Given request: Copy out the rows below, starting at the line that contains "the leaf stem" and continuing through the final row, and leave the pictures out.

Records for this task:
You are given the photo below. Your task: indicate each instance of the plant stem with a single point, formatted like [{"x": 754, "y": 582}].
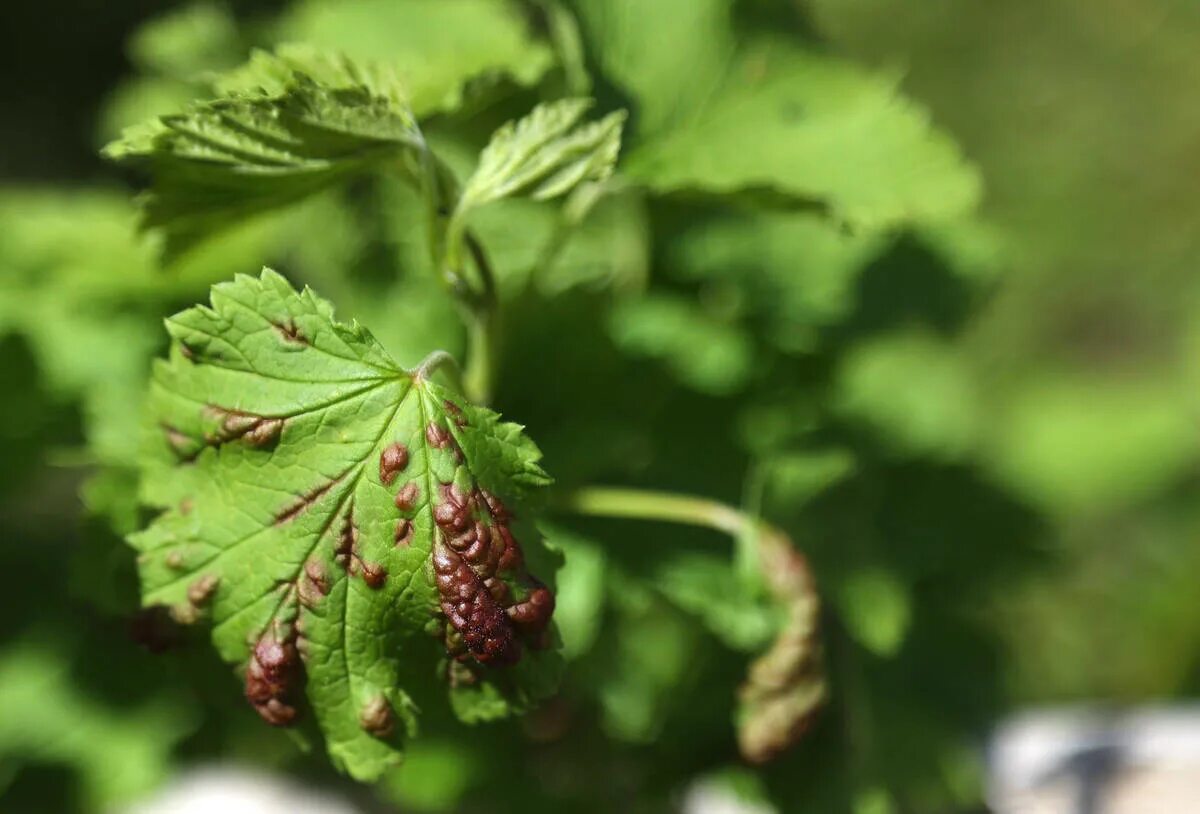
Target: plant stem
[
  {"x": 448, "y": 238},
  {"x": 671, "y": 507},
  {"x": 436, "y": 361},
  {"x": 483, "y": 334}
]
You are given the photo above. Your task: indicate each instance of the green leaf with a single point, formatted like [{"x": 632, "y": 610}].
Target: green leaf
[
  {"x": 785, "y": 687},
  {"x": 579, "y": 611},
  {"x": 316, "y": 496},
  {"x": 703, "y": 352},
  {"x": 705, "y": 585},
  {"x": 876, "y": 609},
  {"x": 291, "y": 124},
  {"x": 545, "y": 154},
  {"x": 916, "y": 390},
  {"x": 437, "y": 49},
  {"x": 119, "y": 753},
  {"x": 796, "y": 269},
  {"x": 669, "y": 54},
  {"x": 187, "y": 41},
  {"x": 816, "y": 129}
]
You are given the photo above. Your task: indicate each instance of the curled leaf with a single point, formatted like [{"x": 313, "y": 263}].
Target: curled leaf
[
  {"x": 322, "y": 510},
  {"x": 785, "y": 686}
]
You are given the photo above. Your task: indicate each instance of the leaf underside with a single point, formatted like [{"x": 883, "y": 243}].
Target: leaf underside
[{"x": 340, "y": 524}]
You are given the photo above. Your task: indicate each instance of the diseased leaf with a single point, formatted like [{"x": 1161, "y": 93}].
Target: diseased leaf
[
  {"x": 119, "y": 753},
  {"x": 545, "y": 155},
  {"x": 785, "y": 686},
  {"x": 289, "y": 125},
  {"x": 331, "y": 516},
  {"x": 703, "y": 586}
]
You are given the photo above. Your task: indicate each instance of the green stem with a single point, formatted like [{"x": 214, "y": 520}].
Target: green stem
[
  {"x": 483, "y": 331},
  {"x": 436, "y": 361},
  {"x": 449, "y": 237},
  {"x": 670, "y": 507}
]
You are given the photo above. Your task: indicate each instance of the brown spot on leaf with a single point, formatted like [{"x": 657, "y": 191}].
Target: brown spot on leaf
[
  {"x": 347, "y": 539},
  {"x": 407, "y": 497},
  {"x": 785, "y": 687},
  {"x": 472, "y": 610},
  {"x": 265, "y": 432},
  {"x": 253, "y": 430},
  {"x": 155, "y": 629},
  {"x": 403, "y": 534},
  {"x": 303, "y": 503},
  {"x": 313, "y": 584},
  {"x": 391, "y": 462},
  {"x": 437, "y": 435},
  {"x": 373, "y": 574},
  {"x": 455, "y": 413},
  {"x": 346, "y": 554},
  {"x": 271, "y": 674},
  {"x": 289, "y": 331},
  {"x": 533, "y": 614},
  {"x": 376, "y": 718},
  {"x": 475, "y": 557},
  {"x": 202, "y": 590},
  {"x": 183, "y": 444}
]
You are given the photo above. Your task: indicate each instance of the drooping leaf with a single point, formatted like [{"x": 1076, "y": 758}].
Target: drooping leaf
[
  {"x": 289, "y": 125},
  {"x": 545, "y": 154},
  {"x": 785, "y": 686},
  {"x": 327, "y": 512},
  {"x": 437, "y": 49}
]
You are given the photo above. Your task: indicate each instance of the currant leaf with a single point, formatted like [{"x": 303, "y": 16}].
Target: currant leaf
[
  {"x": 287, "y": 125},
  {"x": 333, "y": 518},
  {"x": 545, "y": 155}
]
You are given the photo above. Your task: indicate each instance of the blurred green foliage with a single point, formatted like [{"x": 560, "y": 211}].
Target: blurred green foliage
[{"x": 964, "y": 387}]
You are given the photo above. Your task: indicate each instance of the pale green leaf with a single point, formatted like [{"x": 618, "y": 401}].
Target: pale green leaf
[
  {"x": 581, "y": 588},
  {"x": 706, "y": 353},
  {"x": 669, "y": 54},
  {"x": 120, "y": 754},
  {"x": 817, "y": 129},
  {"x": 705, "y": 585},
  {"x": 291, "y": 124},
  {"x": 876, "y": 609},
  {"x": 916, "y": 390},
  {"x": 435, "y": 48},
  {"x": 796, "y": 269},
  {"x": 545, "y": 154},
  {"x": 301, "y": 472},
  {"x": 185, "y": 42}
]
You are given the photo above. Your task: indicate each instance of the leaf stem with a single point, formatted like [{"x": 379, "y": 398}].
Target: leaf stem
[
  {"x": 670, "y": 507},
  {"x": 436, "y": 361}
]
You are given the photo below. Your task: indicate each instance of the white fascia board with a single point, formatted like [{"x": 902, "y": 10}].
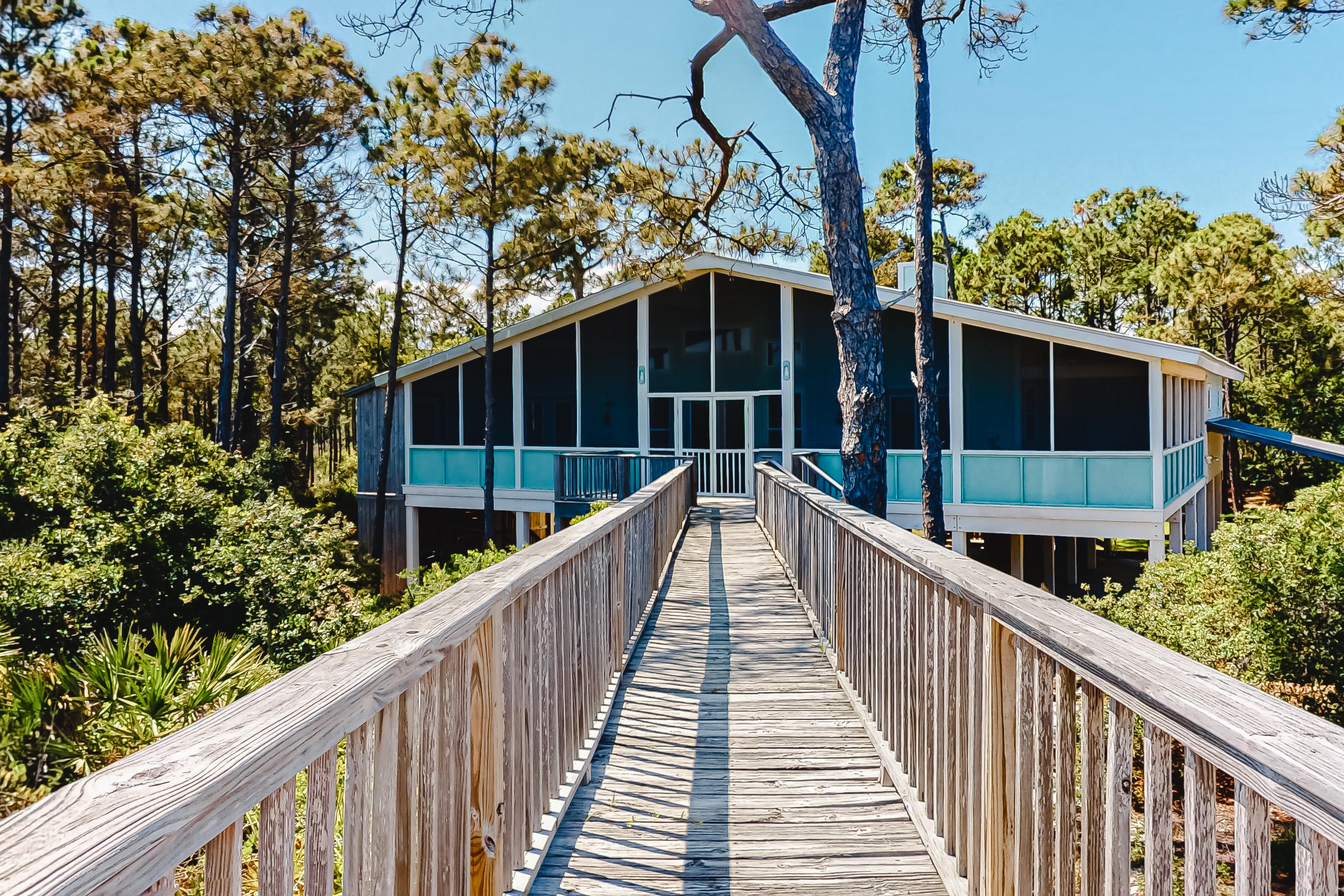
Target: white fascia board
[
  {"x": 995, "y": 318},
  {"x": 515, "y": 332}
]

Response to this exercise:
You are given the photo above. Your task: indicate each instance of the leaf stem with a single point, formatted like [{"x": 379, "y": 398}].
Target: leaf stem
[
  {"x": 670, "y": 507},
  {"x": 436, "y": 361}
]
You are given the photo below. Your task: indicate each instance of the white fascia board with a single point, formatted like [{"x": 902, "y": 10}].
Target: white fascia board
[
  {"x": 995, "y": 318},
  {"x": 515, "y": 332}
]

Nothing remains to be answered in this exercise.